[Items from a data source]
____________________

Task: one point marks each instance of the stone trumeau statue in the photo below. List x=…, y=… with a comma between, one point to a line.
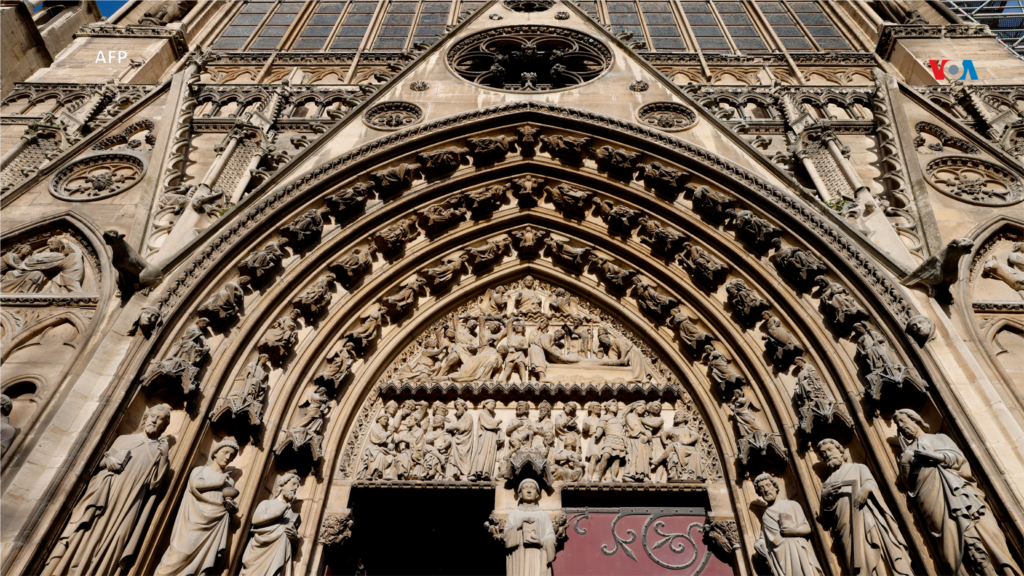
x=112, y=518
x=783, y=533
x=529, y=535
x=865, y=531
x=939, y=482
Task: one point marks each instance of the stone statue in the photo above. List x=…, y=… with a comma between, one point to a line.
x=112, y=518
x=528, y=534
x=864, y=529
x=7, y=432
x=200, y=533
x=182, y=363
x=274, y=528
x=56, y=269
x=940, y=483
x=488, y=439
x=783, y=533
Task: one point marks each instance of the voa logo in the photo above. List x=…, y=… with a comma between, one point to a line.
x=944, y=70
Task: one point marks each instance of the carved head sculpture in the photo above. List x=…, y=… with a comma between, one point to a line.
x=909, y=423
x=286, y=487
x=155, y=420
x=833, y=453
x=528, y=492
x=766, y=487
x=544, y=410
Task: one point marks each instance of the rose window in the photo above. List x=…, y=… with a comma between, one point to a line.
x=529, y=58
x=975, y=181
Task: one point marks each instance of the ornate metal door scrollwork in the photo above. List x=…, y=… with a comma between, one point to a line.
x=669, y=543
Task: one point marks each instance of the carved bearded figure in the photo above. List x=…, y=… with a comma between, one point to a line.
x=200, y=533
x=529, y=535
x=866, y=531
x=783, y=533
x=939, y=480
x=111, y=520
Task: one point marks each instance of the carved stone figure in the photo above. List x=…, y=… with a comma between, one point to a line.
x=941, y=270
x=56, y=269
x=441, y=161
x=570, y=149
x=282, y=336
x=692, y=336
x=884, y=369
x=864, y=529
x=133, y=271
x=200, y=533
x=260, y=262
x=349, y=199
x=784, y=532
x=355, y=263
x=564, y=251
x=620, y=162
x=250, y=393
x=650, y=300
x=780, y=344
x=569, y=199
x=393, y=238
x=7, y=432
x=305, y=432
x=939, y=481
x=800, y=266
x=340, y=364
x=745, y=302
x=491, y=149
x=617, y=277
x=274, y=529
x=701, y=265
x=224, y=304
x=528, y=242
x=488, y=440
x=181, y=365
x=838, y=301
x=665, y=239
x=317, y=297
x=391, y=180
x=442, y=215
x=665, y=179
x=488, y=253
x=528, y=535
x=111, y=520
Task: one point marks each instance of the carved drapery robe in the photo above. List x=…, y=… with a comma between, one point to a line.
x=883, y=541
x=201, y=529
x=529, y=542
x=269, y=551
x=952, y=506
x=786, y=556
x=109, y=523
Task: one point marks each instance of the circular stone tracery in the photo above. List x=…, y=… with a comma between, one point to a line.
x=97, y=176
x=975, y=181
x=529, y=58
x=669, y=117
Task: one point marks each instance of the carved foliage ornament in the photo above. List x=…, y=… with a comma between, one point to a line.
x=392, y=116
x=975, y=181
x=529, y=58
x=97, y=176
x=670, y=117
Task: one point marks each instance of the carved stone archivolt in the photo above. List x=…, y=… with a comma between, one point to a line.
x=529, y=58
x=392, y=116
x=975, y=181
x=669, y=117
x=97, y=176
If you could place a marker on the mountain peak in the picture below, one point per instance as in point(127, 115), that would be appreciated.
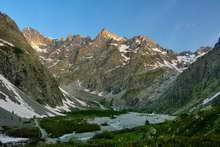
point(105, 34)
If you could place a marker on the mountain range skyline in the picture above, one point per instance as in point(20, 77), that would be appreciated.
point(182, 30)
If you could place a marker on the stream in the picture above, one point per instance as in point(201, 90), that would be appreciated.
point(123, 121)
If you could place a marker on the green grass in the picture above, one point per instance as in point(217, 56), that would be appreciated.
point(74, 122)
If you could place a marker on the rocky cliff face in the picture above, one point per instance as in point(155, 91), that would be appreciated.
point(27, 88)
point(197, 87)
point(132, 72)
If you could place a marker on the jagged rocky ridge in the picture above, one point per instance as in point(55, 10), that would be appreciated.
point(128, 72)
point(25, 83)
point(196, 88)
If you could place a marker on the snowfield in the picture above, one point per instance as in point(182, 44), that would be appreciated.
point(6, 139)
point(20, 108)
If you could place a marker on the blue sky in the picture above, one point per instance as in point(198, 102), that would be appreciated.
point(175, 24)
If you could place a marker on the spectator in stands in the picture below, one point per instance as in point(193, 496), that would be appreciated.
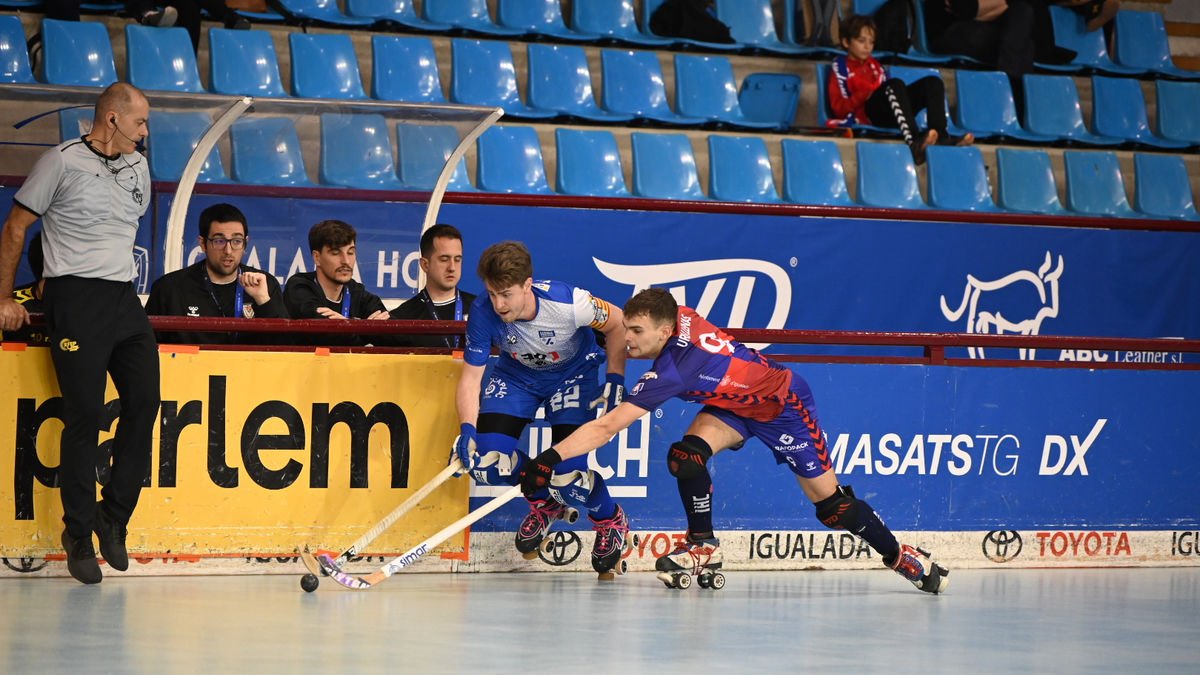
point(217, 285)
point(186, 13)
point(30, 297)
point(862, 93)
point(330, 291)
point(441, 299)
point(691, 19)
point(91, 193)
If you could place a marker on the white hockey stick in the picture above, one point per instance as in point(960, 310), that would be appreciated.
point(388, 520)
point(400, 562)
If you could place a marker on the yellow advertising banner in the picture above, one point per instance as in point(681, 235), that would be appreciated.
point(255, 453)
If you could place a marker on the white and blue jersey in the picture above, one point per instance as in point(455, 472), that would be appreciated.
point(551, 358)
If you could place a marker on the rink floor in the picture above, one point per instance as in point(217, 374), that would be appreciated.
point(989, 621)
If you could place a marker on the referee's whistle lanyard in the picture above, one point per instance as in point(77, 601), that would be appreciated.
point(239, 296)
point(433, 314)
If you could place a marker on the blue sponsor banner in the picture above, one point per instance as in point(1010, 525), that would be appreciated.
point(942, 449)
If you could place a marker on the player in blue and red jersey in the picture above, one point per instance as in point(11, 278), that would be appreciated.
point(549, 357)
point(744, 395)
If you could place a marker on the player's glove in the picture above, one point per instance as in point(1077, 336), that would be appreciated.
point(535, 475)
point(465, 448)
point(612, 394)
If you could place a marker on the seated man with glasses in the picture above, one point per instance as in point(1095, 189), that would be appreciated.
point(219, 285)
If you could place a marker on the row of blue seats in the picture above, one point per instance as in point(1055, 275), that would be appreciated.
point(357, 151)
point(559, 84)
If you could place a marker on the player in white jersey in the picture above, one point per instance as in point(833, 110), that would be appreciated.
point(549, 357)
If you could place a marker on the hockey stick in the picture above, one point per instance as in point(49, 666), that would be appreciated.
point(388, 520)
point(400, 562)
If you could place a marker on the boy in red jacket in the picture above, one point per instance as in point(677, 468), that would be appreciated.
point(862, 93)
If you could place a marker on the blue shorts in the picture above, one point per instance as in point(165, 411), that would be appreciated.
point(795, 436)
point(565, 394)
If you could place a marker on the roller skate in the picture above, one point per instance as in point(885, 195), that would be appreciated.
point(693, 557)
point(916, 566)
point(611, 544)
point(543, 513)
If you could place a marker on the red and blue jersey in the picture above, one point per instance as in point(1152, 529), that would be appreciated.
point(702, 363)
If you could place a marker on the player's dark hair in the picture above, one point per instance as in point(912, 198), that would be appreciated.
point(222, 213)
point(852, 27)
point(441, 230)
point(333, 233)
point(655, 303)
point(505, 264)
point(36, 263)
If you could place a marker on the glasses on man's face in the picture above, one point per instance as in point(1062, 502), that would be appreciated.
point(221, 243)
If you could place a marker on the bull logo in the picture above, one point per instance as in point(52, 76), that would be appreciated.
point(981, 300)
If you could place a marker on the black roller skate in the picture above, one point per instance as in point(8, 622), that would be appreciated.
point(916, 566)
point(693, 557)
point(543, 513)
point(611, 543)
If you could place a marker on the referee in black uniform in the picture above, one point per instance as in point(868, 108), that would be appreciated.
point(90, 193)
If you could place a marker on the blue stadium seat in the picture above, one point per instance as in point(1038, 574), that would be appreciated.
point(753, 24)
point(814, 174)
point(887, 178)
point(243, 63)
point(985, 107)
point(483, 73)
point(1051, 108)
point(324, 66)
point(825, 71)
point(910, 75)
point(355, 151)
point(612, 19)
point(1119, 109)
point(1071, 33)
point(424, 150)
point(705, 88)
point(1095, 185)
point(13, 57)
point(161, 59)
point(559, 81)
point(1026, 183)
point(771, 97)
point(665, 167)
point(509, 160)
point(1140, 42)
point(649, 6)
point(400, 12)
point(634, 84)
point(466, 15)
point(323, 12)
point(1163, 189)
point(1176, 111)
point(267, 151)
point(406, 69)
point(538, 17)
point(77, 53)
point(173, 137)
point(958, 180)
point(75, 123)
point(739, 169)
point(588, 163)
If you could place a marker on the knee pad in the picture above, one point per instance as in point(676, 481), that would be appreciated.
point(840, 511)
point(689, 458)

____________________

## Assignment
Output exactly the lines from the one containing "If you could place a marker on the referee in" through the last line of the entries, both ends included.

## Exercise answer
If you could place a marker on the referee in black uniform in the picture above, one point per instance as in point(868, 108), that would be appreciated.
point(90, 193)
If you could place a marker on the blue stadium seat in the picture above, one point per instance as in point(1038, 574), that would be appreciated.
point(753, 24)
point(814, 174)
point(887, 178)
point(243, 63)
point(985, 107)
point(483, 73)
point(1051, 108)
point(324, 66)
point(825, 71)
point(910, 75)
point(355, 151)
point(612, 19)
point(1119, 109)
point(1071, 33)
point(424, 150)
point(705, 88)
point(1095, 185)
point(13, 57)
point(161, 59)
point(559, 81)
point(1026, 183)
point(771, 97)
point(665, 167)
point(509, 160)
point(1140, 42)
point(649, 6)
point(400, 12)
point(634, 84)
point(466, 15)
point(323, 12)
point(1163, 189)
point(1176, 111)
point(267, 151)
point(406, 69)
point(538, 17)
point(77, 53)
point(173, 137)
point(958, 180)
point(75, 123)
point(739, 169)
point(588, 163)
If you could place a marker on the knee pad in the picture above, one point per instance as in point(676, 481), that would be appreciated.
point(840, 511)
point(689, 458)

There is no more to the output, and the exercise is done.